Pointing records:
[start]
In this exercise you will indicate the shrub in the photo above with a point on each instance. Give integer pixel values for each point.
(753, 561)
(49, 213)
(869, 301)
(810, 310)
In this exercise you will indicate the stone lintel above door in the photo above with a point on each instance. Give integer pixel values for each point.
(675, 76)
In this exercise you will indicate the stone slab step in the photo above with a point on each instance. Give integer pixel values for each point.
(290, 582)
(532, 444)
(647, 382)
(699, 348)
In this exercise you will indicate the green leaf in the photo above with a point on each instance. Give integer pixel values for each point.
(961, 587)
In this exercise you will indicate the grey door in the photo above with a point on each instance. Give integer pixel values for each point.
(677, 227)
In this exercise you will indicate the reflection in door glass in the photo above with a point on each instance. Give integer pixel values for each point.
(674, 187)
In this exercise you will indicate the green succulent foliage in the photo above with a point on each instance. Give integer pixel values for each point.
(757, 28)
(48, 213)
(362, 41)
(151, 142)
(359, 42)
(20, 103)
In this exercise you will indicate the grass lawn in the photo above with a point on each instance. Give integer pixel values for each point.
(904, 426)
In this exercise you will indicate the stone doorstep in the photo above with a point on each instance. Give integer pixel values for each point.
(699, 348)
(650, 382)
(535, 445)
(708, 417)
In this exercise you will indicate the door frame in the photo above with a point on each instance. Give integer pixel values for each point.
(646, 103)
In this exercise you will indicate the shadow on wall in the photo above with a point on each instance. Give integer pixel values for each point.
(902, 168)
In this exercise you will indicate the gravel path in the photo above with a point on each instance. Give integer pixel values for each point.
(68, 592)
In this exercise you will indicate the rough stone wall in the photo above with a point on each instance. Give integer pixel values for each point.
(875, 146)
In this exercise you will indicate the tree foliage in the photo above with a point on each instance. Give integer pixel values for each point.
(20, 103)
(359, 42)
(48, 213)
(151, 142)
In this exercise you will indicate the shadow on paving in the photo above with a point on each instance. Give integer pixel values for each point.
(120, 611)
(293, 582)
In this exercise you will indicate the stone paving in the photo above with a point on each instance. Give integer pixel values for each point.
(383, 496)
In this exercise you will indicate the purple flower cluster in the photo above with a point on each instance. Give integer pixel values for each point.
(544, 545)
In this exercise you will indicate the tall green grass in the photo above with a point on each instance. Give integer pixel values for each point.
[end]
Written problem:
Turn the lines of the records into a Markdown table with the columns "Row" and "Line", starting with the line that contains "In this exercise you will indicate the rough" and going on through the end of the records. Leave out blank lines.

The output:
| Row | Line |
|---|---|
| 1 | In this exercise you will indicate the rough stone wall in the photo above with a point on each instance. Give integer pixel values for each point. |
| 2 | (875, 146) |
| 3 | In this exercise you will indicate the tree foliage in the photo above with a point on each instance. Give integer pixel values for each point. |
| 4 | (20, 103) |
| 5 | (359, 42) |
| 6 | (48, 213) |
| 7 | (151, 142) |
| 8 | In this exercise you will indicate the shadow on paving in the photo above with a point on each instance. Give integer pixel values for each point. |
| 9 | (120, 611) |
| 10 | (293, 582) |
| 11 | In this exercise you will indicate the stone paving in the photo above with a point on each instance. Give integer pixel values for each point. |
| 12 | (383, 496) |
| 13 | In this exercise you will indicate the purple flower cluster in the photo above with a point on each instance. Give integer pixel values for each point. |
| 14 | (544, 545) |
| 15 | In this exercise you will indicate the tall green grass in the photo above with a point on each instance. Give integer pixel values for each point. |